To do :: Leave out any pictures and transcribe all other data below exactly.

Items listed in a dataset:
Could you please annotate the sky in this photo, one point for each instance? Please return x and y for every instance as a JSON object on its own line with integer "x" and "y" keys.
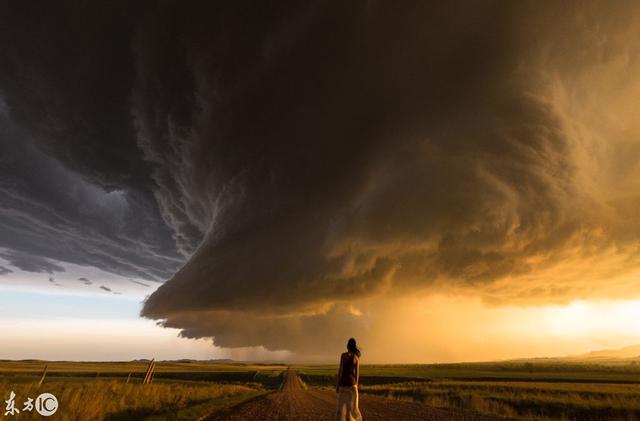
{"x": 444, "y": 181}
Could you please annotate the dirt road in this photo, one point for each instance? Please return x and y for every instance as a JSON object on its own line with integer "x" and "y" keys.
{"x": 294, "y": 402}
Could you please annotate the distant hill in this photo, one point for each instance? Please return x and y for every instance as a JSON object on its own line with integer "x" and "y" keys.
{"x": 632, "y": 352}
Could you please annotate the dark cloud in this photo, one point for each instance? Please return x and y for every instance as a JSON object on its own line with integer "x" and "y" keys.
{"x": 85, "y": 281}
{"x": 299, "y": 157}
{"x": 30, "y": 263}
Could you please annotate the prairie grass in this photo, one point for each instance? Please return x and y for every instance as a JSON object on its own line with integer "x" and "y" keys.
{"x": 522, "y": 400}
{"x": 81, "y": 400}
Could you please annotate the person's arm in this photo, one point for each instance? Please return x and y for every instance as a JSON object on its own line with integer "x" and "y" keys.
{"x": 339, "y": 374}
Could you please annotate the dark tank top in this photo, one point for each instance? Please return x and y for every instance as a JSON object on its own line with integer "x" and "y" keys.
{"x": 349, "y": 364}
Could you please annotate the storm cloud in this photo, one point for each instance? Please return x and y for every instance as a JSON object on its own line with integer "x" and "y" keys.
{"x": 279, "y": 163}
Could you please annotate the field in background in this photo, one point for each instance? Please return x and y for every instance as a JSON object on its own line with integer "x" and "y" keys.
{"x": 107, "y": 391}
{"x": 535, "y": 390}
{"x": 532, "y": 390}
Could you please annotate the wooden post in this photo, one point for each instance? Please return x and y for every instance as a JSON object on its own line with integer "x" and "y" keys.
{"x": 149, "y": 375}
{"x": 44, "y": 373}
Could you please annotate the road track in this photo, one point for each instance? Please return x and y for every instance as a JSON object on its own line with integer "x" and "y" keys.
{"x": 293, "y": 402}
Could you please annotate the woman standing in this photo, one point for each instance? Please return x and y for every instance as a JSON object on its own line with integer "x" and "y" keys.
{"x": 347, "y": 387}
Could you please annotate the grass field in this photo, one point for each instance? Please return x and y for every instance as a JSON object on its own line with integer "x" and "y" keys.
{"x": 183, "y": 391}
{"x": 522, "y": 390}
{"x": 101, "y": 391}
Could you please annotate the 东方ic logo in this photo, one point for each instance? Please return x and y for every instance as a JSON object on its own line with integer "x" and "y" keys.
{"x": 46, "y": 404}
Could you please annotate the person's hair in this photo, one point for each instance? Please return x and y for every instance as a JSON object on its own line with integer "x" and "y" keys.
{"x": 351, "y": 347}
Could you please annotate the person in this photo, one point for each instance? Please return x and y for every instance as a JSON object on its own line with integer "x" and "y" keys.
{"x": 347, "y": 385}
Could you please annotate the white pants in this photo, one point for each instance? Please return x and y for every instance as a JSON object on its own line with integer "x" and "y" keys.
{"x": 348, "y": 404}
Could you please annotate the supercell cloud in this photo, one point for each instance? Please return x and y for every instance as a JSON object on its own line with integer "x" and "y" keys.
{"x": 281, "y": 165}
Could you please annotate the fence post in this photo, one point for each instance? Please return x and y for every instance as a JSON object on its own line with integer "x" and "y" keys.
{"x": 150, "y": 369}
{"x": 44, "y": 373}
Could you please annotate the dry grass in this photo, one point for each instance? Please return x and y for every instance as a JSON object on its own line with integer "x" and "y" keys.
{"x": 523, "y": 400}
{"x": 97, "y": 400}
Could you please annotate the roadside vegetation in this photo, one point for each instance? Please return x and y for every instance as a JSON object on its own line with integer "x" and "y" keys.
{"x": 539, "y": 390}
{"x": 107, "y": 391}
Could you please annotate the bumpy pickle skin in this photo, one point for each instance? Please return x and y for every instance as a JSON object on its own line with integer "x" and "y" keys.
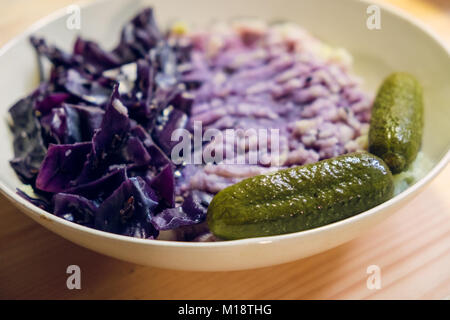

Response to this task ::
Could you please annotate the sky in this photo, one point for each instance? Please return x and y for every instance as a JSON object on its own line with integer "x" and "y" keys.
{"x": 444, "y": 181}
Could you please annotate the dirt road in this photo, one point for each instance? Please return x and y for every instance as a JSON object on its own line with integer "x" and "y" keys.
{"x": 294, "y": 402}
Could you please annotate the distant hill in this photo, one point for each instance? Please return x and y for every instance as a JSON object on its own line with integer "x" and "y" keys.
{"x": 632, "y": 352}
Could you please annotate the dark cloud in this photo, one point for each instance? Please return x and y for every instance as a JSON object on its own line with integer "x" and "y" keys.
{"x": 85, "y": 281}
{"x": 299, "y": 157}
{"x": 30, "y": 263}
Could you please annotate the prairie grass in this photo, one point for each instance? Please return x and y for every instance as a JSON object on its own line with integer "x" and "y" keys.
{"x": 522, "y": 400}
{"x": 81, "y": 400}
Could you please annotate the person's arm in this photo, one point for each instance? Please return x and y for every instance as a JSON object on its own line with integer "x" and "y" keys.
{"x": 339, "y": 374}
Could you please annotate the dark tank top in this photo, one point for each instance? Please return x and y for every instance as a JSON object on its own line with integer "x" and "y" keys.
{"x": 349, "y": 364}
Could you please annotate the storm cloud in this photo, one point for each instance? Please return x and y for every instance as a JSON object on its own line with integer "x" and "y" keys.
{"x": 279, "y": 163}
Could you please annotate the field in background in this photo, one point for each instance? Please return x and y for every instance as a JSON object on its own line with integer "x" and "y" keys.
{"x": 107, "y": 391}
{"x": 535, "y": 390}
{"x": 532, "y": 390}
Could you please annotate the wooden post in this photo, one point for each instance? Please return x and y for every instance as a JSON object on its own line with integer "x" and "y" keys.
{"x": 149, "y": 375}
{"x": 44, "y": 373}
Could you please annotate the road track in this photo, one point for each instance? Please return x and y for every instance as a JSON object on its own line with integer "x" and "y" keys.
{"x": 293, "y": 402}
Could you please annotate the woman standing in this photo, one point for each instance? Please return x and y for every instance as a JSON object on its own line with integer "x" and "y" keys.
{"x": 347, "y": 387}
Could you please annotate the grass field in this photo, one point for each instance? Please return x and y for every instance as a JSON object on its own line with integer "x" and "y" keys.
{"x": 183, "y": 391}
{"x": 522, "y": 390}
{"x": 101, "y": 391}
Could you please annotate the 东方ic logo in this photo, one point for each instance? Please return x and y for every instance as a JSON object on its own line with integer "x" and "y" keys.
{"x": 46, "y": 404}
Could you please annotate the person's hair in this photo, one point for each instance? Please return x and y for every instance as a JSON object on its own line with integer "x" and "y" keys.
{"x": 351, "y": 347}
Could you please annotate the person in this photo, one point for each instance? Please return x and y for every instance as a JSON object on its own line with integer "x" and "y" keys.
{"x": 347, "y": 385}
Could you please annotate the white pants in this photo, one point for each instance? Please return x and y for every instance as a JSON object on its own line with integer "x" and "y" keys.
{"x": 348, "y": 404}
Could you please annotate the supercell cloud in this photo, one point for each instance? Please return x and y for every instance as a JSON object on its own line with integer "x" and "y" keys.
{"x": 281, "y": 165}
Could you please annotate the fence post in this photo, one point for each instance? Please return x and y for every instance as a JSON object on its own line with integer "x" and "y" keys.
{"x": 150, "y": 369}
{"x": 44, "y": 373}
Could you please annotate the dry grass in this photo, one point for each instance? Please return x and y for every instance as a JSON object on its own line with integer "x" and "y" keys.
{"x": 523, "y": 400}
{"x": 97, "y": 400}
Could you please annotate the roadside vegetation in this photo, one point for each instance? Please return x and y for every instance as a JSON object on its own line with integer "x" and "y" keys.
{"x": 539, "y": 390}
{"x": 107, "y": 391}
Could you please annotate the bumpy pickle skin in this photo, one point for each instance? Please return x and y for every instance as a JSON object on its own line with integer "x" and "y" keys.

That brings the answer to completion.